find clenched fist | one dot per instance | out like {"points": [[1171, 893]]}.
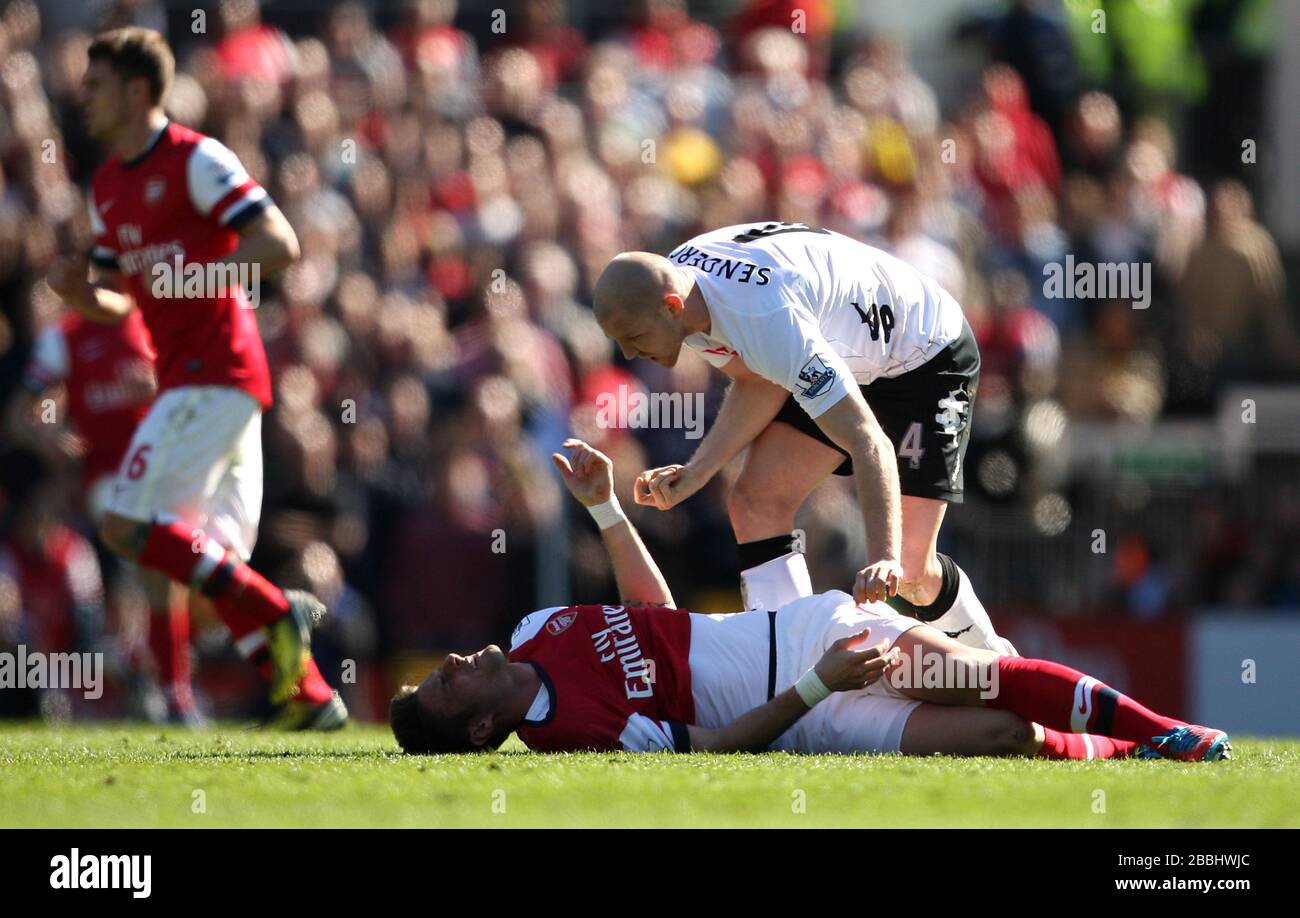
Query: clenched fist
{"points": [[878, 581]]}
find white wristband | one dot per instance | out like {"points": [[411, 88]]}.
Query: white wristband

(Work instructions) Format every line of the listing above as a numbered list, skipping any blank lines. Leave the pictures out of your answer.

(Answer to this task)
1. find clenched fist | one dot per instance | out like {"points": [[1171, 893]]}.
2. Query: clenched fist
3. {"points": [[878, 581]]}
4. find white wristband | one dot per instance | out like {"points": [[411, 88]]}.
5. Query: white wristband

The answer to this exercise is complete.